PROMPT: Tally how many lines of the listing below contain the word "cliff", and reply with the number alone.

EXTRACTED INFORMATION:
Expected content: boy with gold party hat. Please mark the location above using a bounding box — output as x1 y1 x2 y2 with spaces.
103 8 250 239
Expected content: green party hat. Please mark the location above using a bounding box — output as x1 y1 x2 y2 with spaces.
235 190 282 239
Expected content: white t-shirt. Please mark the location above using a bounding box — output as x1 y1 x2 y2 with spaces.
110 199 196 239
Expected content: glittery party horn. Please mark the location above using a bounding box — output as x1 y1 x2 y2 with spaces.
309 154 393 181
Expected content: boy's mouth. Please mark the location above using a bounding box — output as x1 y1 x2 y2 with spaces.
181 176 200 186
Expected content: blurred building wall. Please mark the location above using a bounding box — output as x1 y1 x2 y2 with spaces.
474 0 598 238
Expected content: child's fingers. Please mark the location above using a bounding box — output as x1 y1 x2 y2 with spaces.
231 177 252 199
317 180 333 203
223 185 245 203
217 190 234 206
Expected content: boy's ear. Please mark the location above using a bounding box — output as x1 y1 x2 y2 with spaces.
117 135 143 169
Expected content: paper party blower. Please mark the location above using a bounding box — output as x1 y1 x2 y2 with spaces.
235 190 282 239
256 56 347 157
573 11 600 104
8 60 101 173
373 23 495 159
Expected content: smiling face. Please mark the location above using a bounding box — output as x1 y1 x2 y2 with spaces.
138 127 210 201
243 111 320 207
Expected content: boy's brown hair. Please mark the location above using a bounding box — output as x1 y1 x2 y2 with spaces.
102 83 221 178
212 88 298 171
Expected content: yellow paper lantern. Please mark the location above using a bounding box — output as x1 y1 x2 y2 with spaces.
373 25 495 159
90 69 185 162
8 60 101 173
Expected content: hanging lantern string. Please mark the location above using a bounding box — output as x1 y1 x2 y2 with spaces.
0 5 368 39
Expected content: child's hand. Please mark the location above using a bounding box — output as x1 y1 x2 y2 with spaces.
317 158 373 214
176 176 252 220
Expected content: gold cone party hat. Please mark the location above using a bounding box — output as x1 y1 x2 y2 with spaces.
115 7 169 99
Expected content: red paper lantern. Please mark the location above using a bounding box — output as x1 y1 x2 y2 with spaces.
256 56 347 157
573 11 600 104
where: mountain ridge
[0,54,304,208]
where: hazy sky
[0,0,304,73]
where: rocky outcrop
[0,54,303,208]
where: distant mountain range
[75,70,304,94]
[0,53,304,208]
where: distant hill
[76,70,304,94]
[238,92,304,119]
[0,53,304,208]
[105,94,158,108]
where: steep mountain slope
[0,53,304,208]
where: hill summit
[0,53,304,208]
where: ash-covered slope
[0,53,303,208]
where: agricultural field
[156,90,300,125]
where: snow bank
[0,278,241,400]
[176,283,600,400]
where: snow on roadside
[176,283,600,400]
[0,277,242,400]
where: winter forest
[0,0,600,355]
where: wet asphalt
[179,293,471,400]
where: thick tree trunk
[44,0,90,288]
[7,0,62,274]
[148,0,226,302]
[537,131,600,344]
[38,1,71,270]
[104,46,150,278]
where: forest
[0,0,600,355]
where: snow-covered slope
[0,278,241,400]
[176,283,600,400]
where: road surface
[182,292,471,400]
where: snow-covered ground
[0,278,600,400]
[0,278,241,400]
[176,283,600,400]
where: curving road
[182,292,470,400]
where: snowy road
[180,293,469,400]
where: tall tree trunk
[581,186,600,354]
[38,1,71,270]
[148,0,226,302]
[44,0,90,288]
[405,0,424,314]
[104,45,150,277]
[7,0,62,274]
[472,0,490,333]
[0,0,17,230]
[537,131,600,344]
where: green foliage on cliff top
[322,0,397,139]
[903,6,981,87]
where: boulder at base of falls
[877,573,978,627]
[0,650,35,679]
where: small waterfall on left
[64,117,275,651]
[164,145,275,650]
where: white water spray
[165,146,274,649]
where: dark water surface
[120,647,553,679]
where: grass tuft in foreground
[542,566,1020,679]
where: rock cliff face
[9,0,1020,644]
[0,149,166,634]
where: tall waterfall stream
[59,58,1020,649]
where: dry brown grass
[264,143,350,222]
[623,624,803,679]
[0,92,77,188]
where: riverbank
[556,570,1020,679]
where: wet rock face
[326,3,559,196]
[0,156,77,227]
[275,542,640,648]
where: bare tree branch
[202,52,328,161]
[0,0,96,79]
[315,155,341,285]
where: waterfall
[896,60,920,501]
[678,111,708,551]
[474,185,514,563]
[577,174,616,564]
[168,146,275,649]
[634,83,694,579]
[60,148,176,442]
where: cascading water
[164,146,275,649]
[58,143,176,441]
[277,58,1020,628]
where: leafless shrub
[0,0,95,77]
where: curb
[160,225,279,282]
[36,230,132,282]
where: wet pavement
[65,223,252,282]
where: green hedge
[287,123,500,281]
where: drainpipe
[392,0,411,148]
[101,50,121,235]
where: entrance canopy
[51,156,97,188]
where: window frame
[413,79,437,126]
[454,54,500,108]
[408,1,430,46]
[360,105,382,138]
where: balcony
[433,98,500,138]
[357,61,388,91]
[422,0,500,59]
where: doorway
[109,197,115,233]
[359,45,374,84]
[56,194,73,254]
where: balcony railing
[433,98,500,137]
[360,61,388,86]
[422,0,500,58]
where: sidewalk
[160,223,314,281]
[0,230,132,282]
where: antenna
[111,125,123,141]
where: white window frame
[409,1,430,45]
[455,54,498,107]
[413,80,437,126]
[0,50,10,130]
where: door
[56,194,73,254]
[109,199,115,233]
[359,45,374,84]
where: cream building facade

REPLY: 2